> _Problem description_
Transcribe precisely those lines of the listing that fall between the line containing "Would you please tag the white" and the last line, inclusive of both.

> _Available data_
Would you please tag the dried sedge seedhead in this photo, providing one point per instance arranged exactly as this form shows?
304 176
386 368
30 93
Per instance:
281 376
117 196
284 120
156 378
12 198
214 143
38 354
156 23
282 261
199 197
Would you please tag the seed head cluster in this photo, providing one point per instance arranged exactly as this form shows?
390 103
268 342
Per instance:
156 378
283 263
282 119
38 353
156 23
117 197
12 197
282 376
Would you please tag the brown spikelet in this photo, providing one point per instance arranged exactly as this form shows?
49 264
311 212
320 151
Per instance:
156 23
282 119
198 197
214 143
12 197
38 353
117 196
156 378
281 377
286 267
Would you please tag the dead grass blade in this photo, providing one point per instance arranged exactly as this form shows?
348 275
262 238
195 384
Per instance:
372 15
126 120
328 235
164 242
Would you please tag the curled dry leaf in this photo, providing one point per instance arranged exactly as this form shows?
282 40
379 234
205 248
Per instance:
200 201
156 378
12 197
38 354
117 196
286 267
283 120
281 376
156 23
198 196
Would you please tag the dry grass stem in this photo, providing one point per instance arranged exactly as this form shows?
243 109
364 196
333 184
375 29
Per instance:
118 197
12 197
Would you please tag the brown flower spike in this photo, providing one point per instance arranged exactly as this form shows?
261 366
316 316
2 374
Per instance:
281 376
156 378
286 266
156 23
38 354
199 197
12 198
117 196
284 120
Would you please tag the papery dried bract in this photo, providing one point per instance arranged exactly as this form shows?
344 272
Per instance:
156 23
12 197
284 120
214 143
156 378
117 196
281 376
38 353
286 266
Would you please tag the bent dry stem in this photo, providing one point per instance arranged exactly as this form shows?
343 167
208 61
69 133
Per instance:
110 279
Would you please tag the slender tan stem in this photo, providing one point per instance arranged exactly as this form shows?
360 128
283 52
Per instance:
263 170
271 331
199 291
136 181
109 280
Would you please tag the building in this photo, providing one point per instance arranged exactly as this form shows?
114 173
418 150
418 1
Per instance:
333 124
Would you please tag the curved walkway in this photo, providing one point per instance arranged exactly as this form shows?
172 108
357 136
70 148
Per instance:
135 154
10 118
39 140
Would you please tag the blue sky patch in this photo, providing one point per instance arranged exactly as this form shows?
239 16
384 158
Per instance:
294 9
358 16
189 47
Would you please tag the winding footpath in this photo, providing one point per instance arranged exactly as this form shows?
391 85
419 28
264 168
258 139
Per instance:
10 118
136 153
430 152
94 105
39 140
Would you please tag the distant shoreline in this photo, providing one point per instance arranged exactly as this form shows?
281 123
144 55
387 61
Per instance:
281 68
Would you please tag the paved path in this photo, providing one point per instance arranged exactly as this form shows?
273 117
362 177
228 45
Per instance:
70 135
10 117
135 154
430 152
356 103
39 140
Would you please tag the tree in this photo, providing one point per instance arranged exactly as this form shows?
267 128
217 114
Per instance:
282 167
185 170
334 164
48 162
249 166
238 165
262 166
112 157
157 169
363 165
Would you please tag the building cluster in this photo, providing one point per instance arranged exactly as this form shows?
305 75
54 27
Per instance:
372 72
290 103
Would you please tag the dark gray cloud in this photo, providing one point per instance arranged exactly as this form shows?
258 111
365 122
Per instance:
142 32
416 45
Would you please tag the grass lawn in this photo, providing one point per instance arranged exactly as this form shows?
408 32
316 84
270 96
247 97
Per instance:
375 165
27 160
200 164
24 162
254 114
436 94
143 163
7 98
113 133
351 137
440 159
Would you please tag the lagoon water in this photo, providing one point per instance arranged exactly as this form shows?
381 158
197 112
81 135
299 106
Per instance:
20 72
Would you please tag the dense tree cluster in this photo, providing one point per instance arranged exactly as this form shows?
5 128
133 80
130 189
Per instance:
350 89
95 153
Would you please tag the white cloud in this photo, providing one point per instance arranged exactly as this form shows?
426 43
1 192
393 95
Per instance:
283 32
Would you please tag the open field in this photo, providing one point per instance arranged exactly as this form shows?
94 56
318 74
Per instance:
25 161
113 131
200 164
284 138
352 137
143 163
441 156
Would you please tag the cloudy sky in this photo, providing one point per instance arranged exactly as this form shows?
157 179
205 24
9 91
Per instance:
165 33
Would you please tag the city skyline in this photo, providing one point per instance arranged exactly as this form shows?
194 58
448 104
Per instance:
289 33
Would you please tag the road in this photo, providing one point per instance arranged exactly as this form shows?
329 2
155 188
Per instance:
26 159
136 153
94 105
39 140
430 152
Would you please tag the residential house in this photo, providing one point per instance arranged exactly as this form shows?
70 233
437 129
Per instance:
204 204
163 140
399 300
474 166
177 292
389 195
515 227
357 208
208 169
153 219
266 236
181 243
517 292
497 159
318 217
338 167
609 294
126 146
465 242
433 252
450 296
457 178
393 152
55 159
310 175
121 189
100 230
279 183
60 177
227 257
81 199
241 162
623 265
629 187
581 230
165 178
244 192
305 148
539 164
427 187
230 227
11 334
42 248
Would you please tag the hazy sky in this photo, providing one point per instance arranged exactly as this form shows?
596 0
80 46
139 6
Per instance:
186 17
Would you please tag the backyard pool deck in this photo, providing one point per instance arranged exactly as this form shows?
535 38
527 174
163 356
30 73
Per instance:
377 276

> _Answer to this exercise_
Would you please tag the white cloud in this photo, providing one point per instance arranged exactly as this form shows?
426 43
1 192
393 95
Per instance:
283 32
Would you please tag the open field in this photo, providing one point per instance arranged exactly as this form shows?
94 56
318 74
Per instance:
25 161
113 131
200 164
284 138
352 137
143 163
441 156
Would you please tag the cloudy sky in this photo, providing one point per instance arranged exactly as this form shows?
157 179
205 24
9 91
Per instance:
165 33
Would you please tag the city skyline in this photo, providing one point per instance arranged exactly as this form shows?
194 58
448 104
Per instance:
289 33
Would you please tag the road in this photo, providing one point per instance arranged exactly as this form shows?
329 2
155 188
Per instance:
26 159
136 153
94 105
39 140
430 152
Would you please tag the residential house in this photo, providing one point per instance arranged exactly as this form shows?
70 233
437 129
Per instance:
204 204
163 140
399 300
474 166
177 292
389 195
515 227
357 208
208 169
153 219
266 236
181 243
517 292
497 159
318 217
338 167
609 294
126 146
465 242
433 252
450 296
457 178
393 152
55 159
310 175
121 189
100 230
279 183
60 177
227 257
81 199
241 162
623 265
629 187
581 230
165 178
244 192
305 148
539 164
427 187
230 227
11 334
42 248
Would you please tag the hazy sky in this photo, providing one point per instance arranged exactly as this form shows?
596 0
80 46
139 6
Per instance:
186 17
Would you please tag the backyard pool deck in this photo, providing one point per instance arranged exactly as this form shows?
535 38
527 174
163 356
30 73
Per instance:
377 276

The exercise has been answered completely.